━━ TEXTAUSZUG
Zur Situation in Katalonien: Statement der CNT Barcelona zu den jüngsten repressiven Ereignissen

Übersetztes Statement unser Schwestergewerkschaft CNT zu den aktuellen Ereignissen in Katalonien.

Hier geben wir das Statement der CNT Barcelona vom 19.10.2019 zu den jüngsten Ereignissen in Katalonien wieder:

Der Urteilsspruch über den sogenannten. „Procés“ (der Unabhängigkeitsprozess in Katalonien) brachte unverhältnismäßige Freiheitsstrafen für 12 katalanische Politiker mit sich. Dieses Urteil bedeutet einen eindeutigen Rückschritt in der Rechtsprechung zu Freiheitsrechten, denn es kann in Zukunft gegen soziale Proteste jeder Art angewandt werden. In diesem Sinne können wir die soziale Antwort auf den Straßen in Katalonien verstehen.

Von Seiten der CNT Barcelona möchten wir unsere Position zu den aktuell stattfindenden Repressionen kundgeben. Mehrere Verletzte, darunter ein junger Mann der ein Auge verloren hat, ein anderer einen Hoden, etc. Bei solch einer Situation bleibt uns als CNT nur, uns gegen die Repression auszusprechen. Die CNT ist nie auf der Seite des Henkers

Als klassenbewusste Organisation sprechen wir uns weder für den spanischen Staat noch für das Projekt des katalanischen Staats aus. Denn jeder Staat hat, im Rahmen seines Gewaltmonopols und als Instrument der Oligarchie, das Ziel den Reichtum zu kontrollieren und auszuschöpfen, den die arbeitende Klasse für den Wohlstand einiger Wenige erarbeitet hat. In diesen Fall wurde die katalanische Oligarchie Opfer der Repression einer liberalen Demokratie, dessen unentbehrlicher Teil sie selbst jahrzehntelang war. Wir können die Folter in den katalanischen Gefängnissen, die systematische Korruption und die Repression gegen unsere eigene Organisation und gegen viele andere Kollektive und Personen nicht vergessen. Es ist ein eindeutiger Fall von Heuchlerei und Zynismus: Wir wurden Zeugen wie der Präsident Quim Torra die katalanische Bevölkerung zu Demonstration aufgerufen hat, um sie anschließend der polizeilichen Repression aussetzen zu lassen. Der Innenminister Miquel Buch verteidigte die Handlungen der katalanischen Polizei, den „Mossos“, und verurteilt die Gewalt der Demonstranten. Oriol Jundqueras besteht weiterhin darauf, dass der Konflikt mit den Wahlurnen gelöst werden kann, ohne Frage.
━━━━
- AUFGABEN -
**a)** Nenne alle Personen, die in der Erklärung der CNT Barcelona mit Namen genannt werden.
**b)** Setze bitte die Erklärung der CNT Barcelona zu Katalonien im selben Ton fort.
Die Zeilen weiter unten braucht man hier nicht.
━━ GEGEBENE ZEILEN
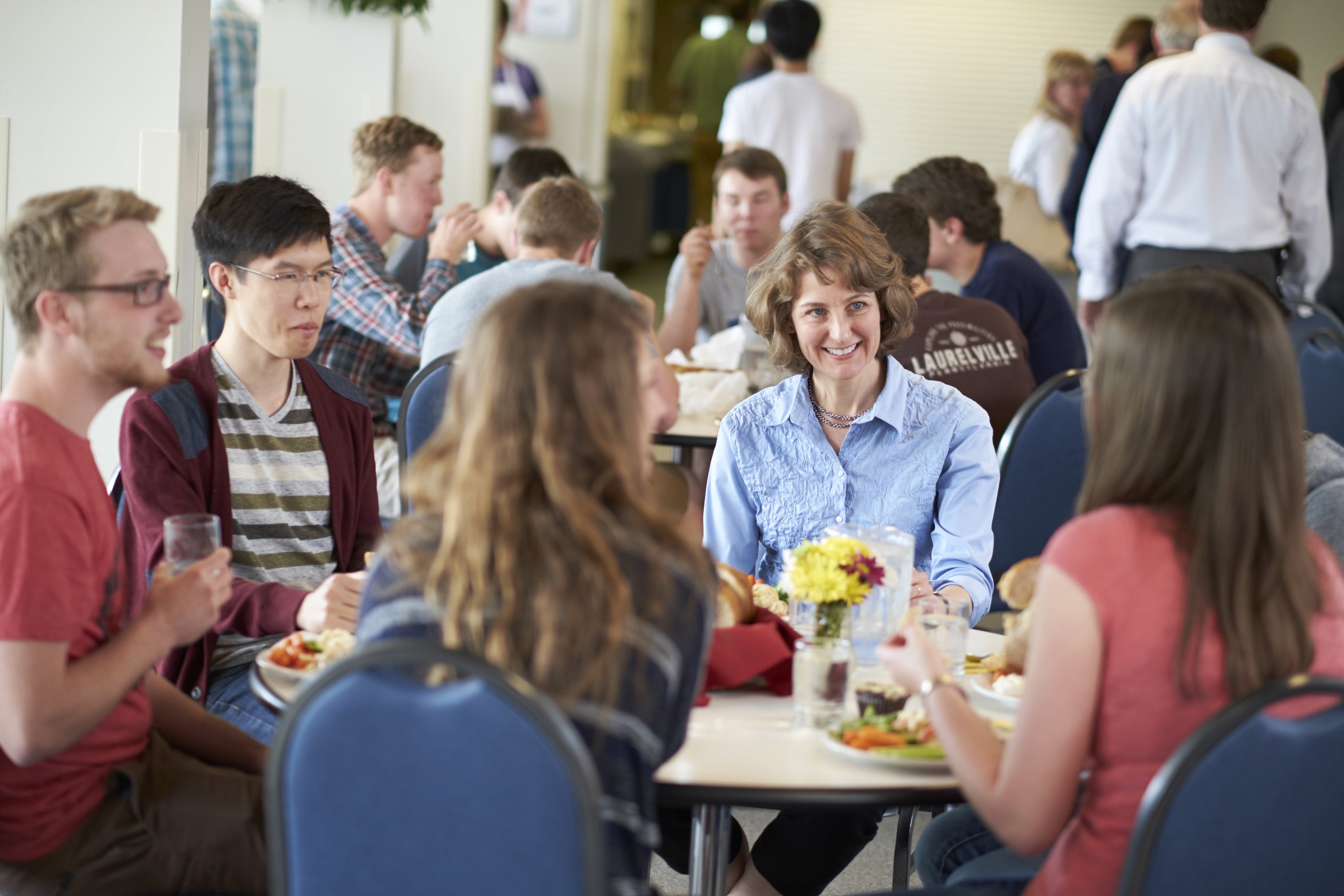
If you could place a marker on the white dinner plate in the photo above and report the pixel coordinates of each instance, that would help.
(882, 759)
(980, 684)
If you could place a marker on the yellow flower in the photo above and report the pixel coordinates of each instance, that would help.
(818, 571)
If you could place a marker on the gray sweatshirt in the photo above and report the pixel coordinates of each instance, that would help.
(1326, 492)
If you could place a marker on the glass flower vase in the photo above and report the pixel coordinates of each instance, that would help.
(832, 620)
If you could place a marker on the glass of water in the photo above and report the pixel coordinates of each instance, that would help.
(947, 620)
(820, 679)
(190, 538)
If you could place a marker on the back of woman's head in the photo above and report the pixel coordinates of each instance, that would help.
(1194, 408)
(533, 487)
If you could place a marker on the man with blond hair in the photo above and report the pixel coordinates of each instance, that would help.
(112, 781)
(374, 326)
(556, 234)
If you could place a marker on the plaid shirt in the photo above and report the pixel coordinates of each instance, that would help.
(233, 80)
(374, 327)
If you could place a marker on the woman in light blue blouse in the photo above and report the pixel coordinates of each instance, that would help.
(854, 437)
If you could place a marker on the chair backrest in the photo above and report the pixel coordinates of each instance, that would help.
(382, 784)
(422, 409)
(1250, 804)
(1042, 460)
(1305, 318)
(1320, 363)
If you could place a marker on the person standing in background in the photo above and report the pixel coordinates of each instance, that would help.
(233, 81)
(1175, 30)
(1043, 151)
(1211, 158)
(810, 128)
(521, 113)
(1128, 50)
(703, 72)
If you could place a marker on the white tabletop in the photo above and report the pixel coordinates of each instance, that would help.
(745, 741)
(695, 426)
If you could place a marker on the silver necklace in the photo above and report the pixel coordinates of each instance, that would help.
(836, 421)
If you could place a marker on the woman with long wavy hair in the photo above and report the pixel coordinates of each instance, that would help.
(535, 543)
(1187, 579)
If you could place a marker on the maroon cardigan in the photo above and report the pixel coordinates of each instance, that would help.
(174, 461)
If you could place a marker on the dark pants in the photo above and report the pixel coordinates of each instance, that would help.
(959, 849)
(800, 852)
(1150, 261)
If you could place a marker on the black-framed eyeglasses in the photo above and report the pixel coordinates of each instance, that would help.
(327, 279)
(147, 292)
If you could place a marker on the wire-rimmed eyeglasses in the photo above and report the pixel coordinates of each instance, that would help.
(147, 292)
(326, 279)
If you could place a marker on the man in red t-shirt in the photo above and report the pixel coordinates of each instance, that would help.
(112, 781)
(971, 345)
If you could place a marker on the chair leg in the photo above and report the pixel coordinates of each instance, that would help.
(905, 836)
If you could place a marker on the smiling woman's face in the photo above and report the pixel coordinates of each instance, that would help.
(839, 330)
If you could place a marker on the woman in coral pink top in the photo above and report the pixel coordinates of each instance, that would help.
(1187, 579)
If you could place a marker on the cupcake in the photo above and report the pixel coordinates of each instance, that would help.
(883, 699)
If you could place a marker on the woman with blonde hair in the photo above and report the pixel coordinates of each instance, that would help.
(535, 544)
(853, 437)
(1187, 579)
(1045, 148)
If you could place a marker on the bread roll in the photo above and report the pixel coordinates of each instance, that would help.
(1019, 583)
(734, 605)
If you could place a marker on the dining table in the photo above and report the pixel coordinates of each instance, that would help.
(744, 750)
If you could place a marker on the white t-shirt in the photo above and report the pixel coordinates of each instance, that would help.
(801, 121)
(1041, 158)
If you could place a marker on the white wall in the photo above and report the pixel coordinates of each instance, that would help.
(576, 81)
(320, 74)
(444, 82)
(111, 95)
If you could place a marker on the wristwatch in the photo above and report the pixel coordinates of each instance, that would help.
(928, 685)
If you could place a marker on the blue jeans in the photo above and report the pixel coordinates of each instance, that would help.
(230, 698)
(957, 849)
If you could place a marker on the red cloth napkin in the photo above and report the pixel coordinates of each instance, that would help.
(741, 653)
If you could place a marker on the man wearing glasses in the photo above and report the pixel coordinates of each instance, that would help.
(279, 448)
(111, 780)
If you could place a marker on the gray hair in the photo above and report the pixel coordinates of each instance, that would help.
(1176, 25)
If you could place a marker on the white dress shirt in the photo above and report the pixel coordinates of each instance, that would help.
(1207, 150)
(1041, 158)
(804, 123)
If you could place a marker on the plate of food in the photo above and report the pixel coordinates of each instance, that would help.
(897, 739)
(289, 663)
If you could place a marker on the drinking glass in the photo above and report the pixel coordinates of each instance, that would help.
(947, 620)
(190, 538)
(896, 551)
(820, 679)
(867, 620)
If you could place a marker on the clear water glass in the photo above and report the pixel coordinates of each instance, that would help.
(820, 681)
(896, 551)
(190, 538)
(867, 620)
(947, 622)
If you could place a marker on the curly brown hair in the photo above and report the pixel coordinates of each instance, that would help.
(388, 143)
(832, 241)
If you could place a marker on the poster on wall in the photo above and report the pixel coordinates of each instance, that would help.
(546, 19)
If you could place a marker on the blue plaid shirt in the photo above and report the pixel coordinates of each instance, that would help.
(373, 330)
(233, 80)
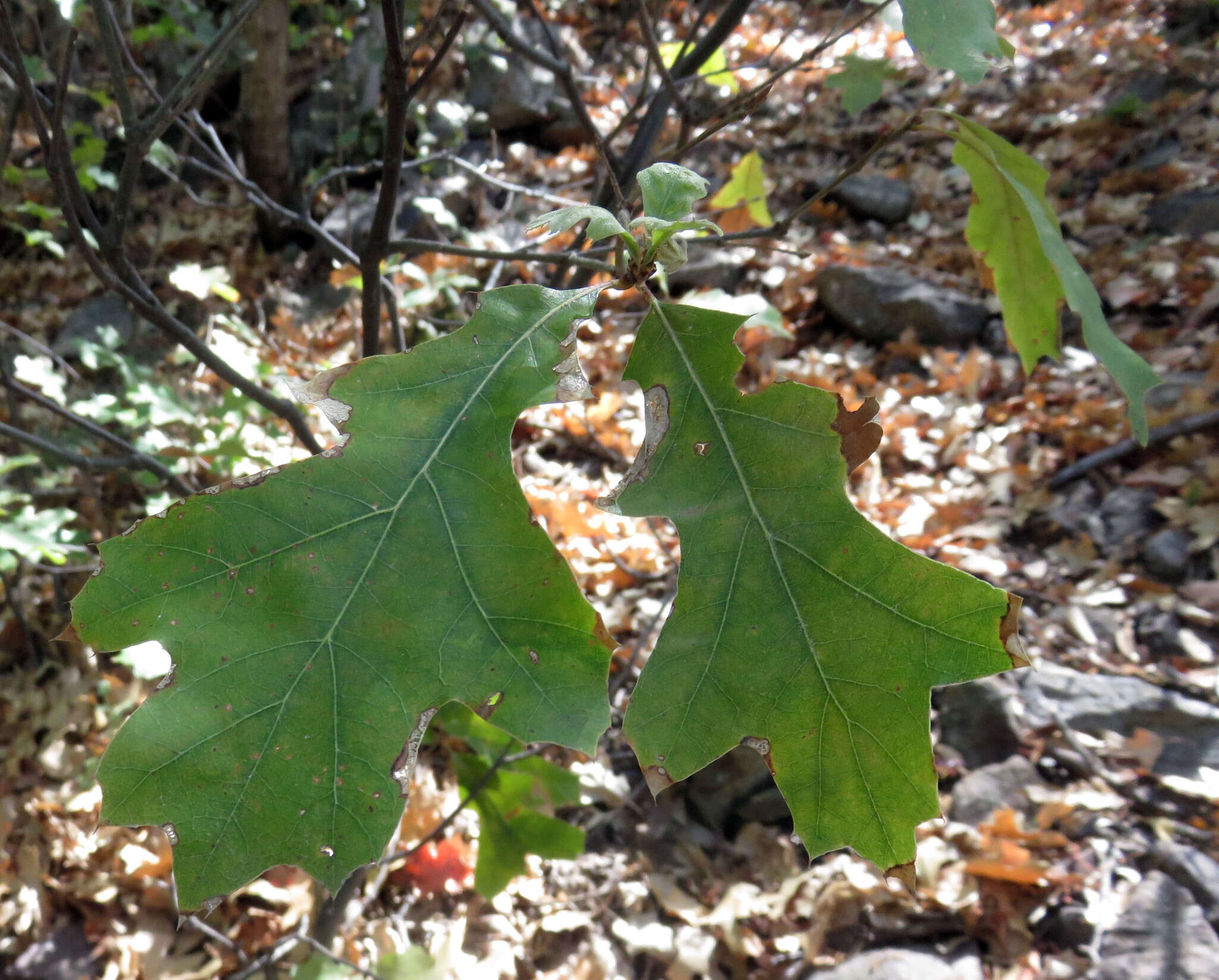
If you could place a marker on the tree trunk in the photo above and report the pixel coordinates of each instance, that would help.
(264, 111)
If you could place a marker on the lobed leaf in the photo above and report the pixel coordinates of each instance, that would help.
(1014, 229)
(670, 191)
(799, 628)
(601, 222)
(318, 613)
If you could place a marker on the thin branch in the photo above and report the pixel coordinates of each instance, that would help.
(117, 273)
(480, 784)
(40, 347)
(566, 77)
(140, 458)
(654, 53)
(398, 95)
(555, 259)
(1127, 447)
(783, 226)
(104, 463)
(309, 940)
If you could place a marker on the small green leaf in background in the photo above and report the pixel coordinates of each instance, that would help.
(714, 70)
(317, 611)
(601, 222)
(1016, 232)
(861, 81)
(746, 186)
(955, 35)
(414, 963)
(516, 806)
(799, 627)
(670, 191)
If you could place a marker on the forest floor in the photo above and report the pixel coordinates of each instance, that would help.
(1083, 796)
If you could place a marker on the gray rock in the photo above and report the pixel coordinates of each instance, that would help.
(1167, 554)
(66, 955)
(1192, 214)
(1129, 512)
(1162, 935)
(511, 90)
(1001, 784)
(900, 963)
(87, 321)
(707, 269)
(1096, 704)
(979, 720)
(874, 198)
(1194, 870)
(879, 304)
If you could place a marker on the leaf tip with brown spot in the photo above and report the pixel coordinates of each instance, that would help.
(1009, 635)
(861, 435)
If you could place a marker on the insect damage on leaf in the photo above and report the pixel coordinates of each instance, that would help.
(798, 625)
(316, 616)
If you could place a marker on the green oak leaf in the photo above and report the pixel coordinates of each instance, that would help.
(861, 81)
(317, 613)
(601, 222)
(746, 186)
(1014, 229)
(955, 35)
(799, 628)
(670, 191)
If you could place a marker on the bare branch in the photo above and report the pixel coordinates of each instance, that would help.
━━━━
- DIE ANTWORTEN -
**a)** Quim Torra, Miquel Buch, Oriol Jundqueras

**b)**
Wir wenden uns an die arbeitende Klasse Kataloniens, die auf die Straße geht, um zu beweisen, dass es nicht die Politiker, nicht jene mit den ranzigen und blutigen Flaggen, und erst recht nicht jene mit den neuen und vielversprechenden Emblemen sind, die uns zu einen freieren und gerechteren Gesellschaft führen werden. Diese Menschen werden es nicht sein und sie hatten es auch nie vor, denn letztendlich haben sie immer ihre eigenen Interessen vertreten. Weder bisher noch in Zukunft zögern sie, die Bevölkerung zu nutzen, um sich selbst zu schützen. Dabei setzen sie auf Illusionen und Gefühle und steuern mit Begriffen der Kultur und Sprache auf die Teilung, Polarisierung und Nationalismus der Bevölkerung. Dieser gewollte Nationalismus ist wie jeder andere, abstrakt und kann nichts darüber hinaus definieren, als das, was jede/r für sich selbst als die Zukunft sieht.

Des Weiteren drücken wir unsere Uneinigkeit mit dem Verhalten der Unabhängigkeit‑Gewerkschaften aus. Sie unterstützen das nationalistische Projekt mit politischen Streiks und nehmen damit einem Arbeitskampfmittel den Sinn und Inhalt. Der Streik ist ein Werkzeug der arbeitenden Klasse, um sich dem Kapital entgegenzustellen, nicht um patriotische Ziele durchzusetzen.

Wir grenzen uns von den politischen Parteien ab, von diesen „gewerkschaftlichen“ Organisationen sowie vom Nationalismus. Unser einziger Kampf ist jener für die Interessen der arbeitenden Klasse: Der Klassenkampf. Das ist der einzige Weg. In diesem Sinne sind unsere Ziele eindeutig:

Wir stellen uns gegen die letzte Arbeitsreform (2012), nach welcher Kündigungen einfacher ausgesprochen werden können, die Zeitarbeitsfirmen in den Rang einer Arbeitsvermittlung gestellt wurden und so die Umgehung von Tarifverträgen ermöglicht wurde. Zusammengefasst wurden die Arbeitsbedingungen stärker präkarisiert.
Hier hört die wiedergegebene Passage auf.